An ATV Ride to Knik Glacier + Video!

One of our favorite summer activities is riding the ATV ride to Knik Glacier.  It is a 50 mile (round trip) journey through woods, across rivers, and up to the glacier.  This was our third year and third time making the trip.

Be prepared to get muddy and dusty on this trip.
Be prepared to get muddy and dusty on this trip.

The day starts at one of our favorite free camping spots, Kink Public Use Area.  We really enjoy camping here, especially on weeknights.  It gets pretty busy on the weekends, so be prepared.

This was our campsite on Easter 2014.
This was our campsite on Easter 2014.

Check out the video from our trip!


If you are going to make the trip to the glacier, you need to be prepared.  In Alaska, it’s better to be safe than sorry.  Here is what we like to pack.

    • Food:  Lunch and high protein snacks incase you need to stay the night.
    • Tools:  A well stocked tool kit.
    • Cell phones:  You start to lose service further back you get, but it’s always good to carry them.  Put them in Airplane mode to extend battery life.
    • Tow Rope / Strap:  These can really come in handy depending on the length of your winch cable.

    • Warm Clothes:  It was 85 degrees and we still brought jackets incase we had to stay the night.  Plus, once you reach the glacier the temperatures cool off dramatically.
    • Boots:  Your feet will get wet if you are not wearing some Mucks, I wear my XtraTufs.

    • Land Anchor:  If you are stuck and by yourself and in an area where there are no trees, you need a land anchor.  We use a danforth anchor, it is designed for boats but works for this application.


    • GPS:  It’s not required for this trip because the river leads the way to and from the glacier.  There are dozens of ways out there, but if you follow the canyon and river you will be fine.


The trip to Knik Glacier is moderately difficult, there are some technical spots and several water crossings.  People get hurt out here every year, there are places to roll your truck or ATV and blind turns through the woods, so drive slow to avoid a head on collision.  Helmets are not required in Alaska, but if we were on 4 wheelers and not seat belted into a UTV we would definitely wear them.  Many of the accidents out here involve alcohol, drinking and riding don’t mix.

* * *

__Exercise 1__: Update the Knik Glacier post from "If you are going" to "extend battery life.", replacing "Cell phones" with "Mobile phones".
__Exercise 2__:
Answer these questions using the Knik Glacier post:
(a) How long is the round trip to the glacier?
(b) At which camping spot does the day start?
(c) What type of anchor do the writers use?

__Supplied material__:
* * *

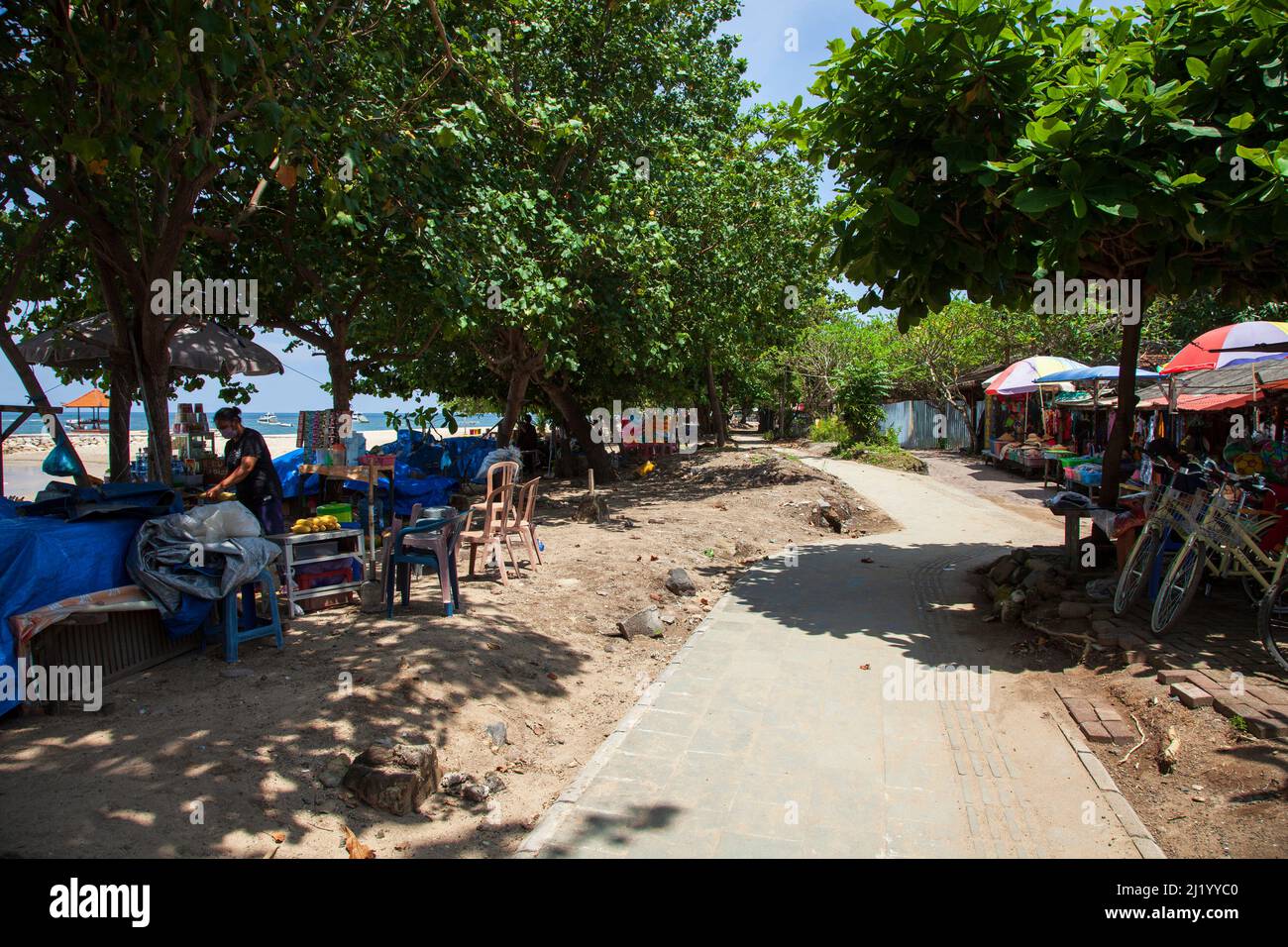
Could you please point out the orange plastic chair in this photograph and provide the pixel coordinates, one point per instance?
(500, 474)
(520, 522)
(492, 534)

* * *

__Response box 1__:
If you are going to make the trip to the glacier, you need to be prepared.  In Alaska, it’s better to be safe than sorry.  Here is what we like to pack.

    • Food:  Lunch and high protein snacks incase you need to stay the night.
    • Tools:  A well stocked tool kit.
    • Mobile phones:  You start to lose service further back you get, but it’s always good to carry them.  Put them in Airplane mode to extend battery life.

__Response box 2__:
(a) 50 miles.
(b) Kink Public Use Area.
(c) A danforth anchor.